Today there is no doubt that weblogs have failed to substitute traditional channels such as daily papers. Their succes is elsewhere. They have opened a new way of communication and keep a larger number of people connected with each other and each other’s intellectual evolution. They also provide them by an easy and inexpensive way of communicating their ideas and experience. It would be wrong to assume that the era of blogging is over but for its childhood.

Those who continue to write out of narcissism will find themselves trapped in a small world very soon. But those who use this medium to talk and to present ideas or to offer solutions are already facing a growing audience. There is no wonder that some Iranian economists believing in sustainable development and choice have recently launched a website of their own.

Monday, July 10, 2006

Mosharekat and New Plans

Mosharekat, the main reformist party in Iran, has announced its strategic plan to increase the number of its members to 1’000’000 and to establish 40 student societies in the campuses across the country. If nothing else, the timing of such decisions alone has already doomed this plan.

Mosharekat came to existence almost a year after President Khatami stunning victory. It was set up by some members of his cabinet as well as veterans of leftist organization such as Sazman i Mojahedin i Inghlab i Islami (Organization of Combatants of Islamic Revolution). At the time many speculated that organizing Mosharekat was a reaction to Kargozaran i Sazandegi, the main technocrats party formed by Mr. Rafsanjani’s supporters. While many of reformers had been out of power for 8 years and President Khatam himself had resigned as minister of culture and Islamic guidance, Kargozaran had been members of cabinets and decision making circles for the past eight years. They were considered in charge by the most of population.

Founders of Mosharekat tried to differentiate themselves from Kargozaran. Their goal was to establish a new party for those who believed in main objectives of reform. While some considered Kargozaran a club with a limited membership policy, many expected Mosharekat to be popular and recipient. At the same time a labor party was established by workers Islami unions coordination committee (Khaney i Kargar). The free media, the new parties and the idea of a better society encouraged many to sign up. However nothing was essentially different.

Mosharekat closed its ranks to memberships immediately. There was no plan for expanding its network; there was no plan for new members. Soon Mosharekat became what it had claimed it was not: a social club for job seekers. The fall of Kargozaran increased its role, but it did not help the leadership to expand Party’s network. After winning the Parliamentarian election, Mosharekat members almost forgot their promises. Party leadership went to President’s brother Dr. Khatami and it did very poorly in channeling popular demand.

By 2004, many who had been volunteered to join and to work for party, but had been turned down for various reasons, would be contacted to help Dr. Moeen’s campaign. Stubbornly Mosharekat refused to choose a candidate with whom Kargozaran could have agreed, such as Dr. Najafi former head of Management and Planning Organization. Their persistence on Dr. Moeen and vice presidency of Dr. Khatami also became factors in encouraging Mr. Karrubi to start a campaign of his own.

Mosharekat in 2005 could be credited by having a few congresses and an incomplete infrastructure. Like all other golden opportunities, reformers wasted 7 golden years for recruitment, infrastructure building and forming a real party.

□ □ □ □ □ □ □

- What this task involves:
In the blog post about Mosharekat, what membership target does the party's announced strategic plan set?

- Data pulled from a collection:
□ □ □ □ □ □ □

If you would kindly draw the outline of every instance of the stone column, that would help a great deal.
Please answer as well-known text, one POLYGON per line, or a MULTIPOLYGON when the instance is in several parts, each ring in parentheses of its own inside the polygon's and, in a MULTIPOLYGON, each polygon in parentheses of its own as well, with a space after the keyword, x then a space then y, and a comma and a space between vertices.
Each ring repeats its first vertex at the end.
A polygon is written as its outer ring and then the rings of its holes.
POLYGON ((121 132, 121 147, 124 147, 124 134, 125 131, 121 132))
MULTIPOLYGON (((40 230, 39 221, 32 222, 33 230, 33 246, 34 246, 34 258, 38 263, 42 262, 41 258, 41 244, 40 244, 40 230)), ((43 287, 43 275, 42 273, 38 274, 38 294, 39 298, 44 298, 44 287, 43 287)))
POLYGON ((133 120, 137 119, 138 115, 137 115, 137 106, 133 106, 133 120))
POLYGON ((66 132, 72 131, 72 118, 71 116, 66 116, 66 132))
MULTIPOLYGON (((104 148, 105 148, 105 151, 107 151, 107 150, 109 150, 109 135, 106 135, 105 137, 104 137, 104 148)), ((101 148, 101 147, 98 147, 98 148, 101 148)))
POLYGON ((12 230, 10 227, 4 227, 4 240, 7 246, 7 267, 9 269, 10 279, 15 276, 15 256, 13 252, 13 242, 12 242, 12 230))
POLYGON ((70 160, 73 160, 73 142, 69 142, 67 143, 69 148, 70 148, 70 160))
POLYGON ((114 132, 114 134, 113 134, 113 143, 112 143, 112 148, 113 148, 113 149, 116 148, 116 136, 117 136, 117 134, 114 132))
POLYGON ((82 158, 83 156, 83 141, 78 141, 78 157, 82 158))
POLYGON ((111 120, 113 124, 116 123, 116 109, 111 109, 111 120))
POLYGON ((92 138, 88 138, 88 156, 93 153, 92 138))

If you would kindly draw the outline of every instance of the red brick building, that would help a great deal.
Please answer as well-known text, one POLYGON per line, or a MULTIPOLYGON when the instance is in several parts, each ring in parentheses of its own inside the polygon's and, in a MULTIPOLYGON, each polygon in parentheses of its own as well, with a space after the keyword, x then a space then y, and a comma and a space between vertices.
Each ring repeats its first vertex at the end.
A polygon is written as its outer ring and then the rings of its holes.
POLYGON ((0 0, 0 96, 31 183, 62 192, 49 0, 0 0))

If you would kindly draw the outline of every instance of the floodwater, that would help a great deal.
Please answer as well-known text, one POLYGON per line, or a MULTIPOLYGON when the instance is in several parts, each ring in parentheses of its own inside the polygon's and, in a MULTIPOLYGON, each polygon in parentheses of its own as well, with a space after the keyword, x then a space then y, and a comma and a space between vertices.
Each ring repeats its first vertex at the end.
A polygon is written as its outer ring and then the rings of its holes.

□ □ □ □ □ □ □

- Expected answer:
One million members.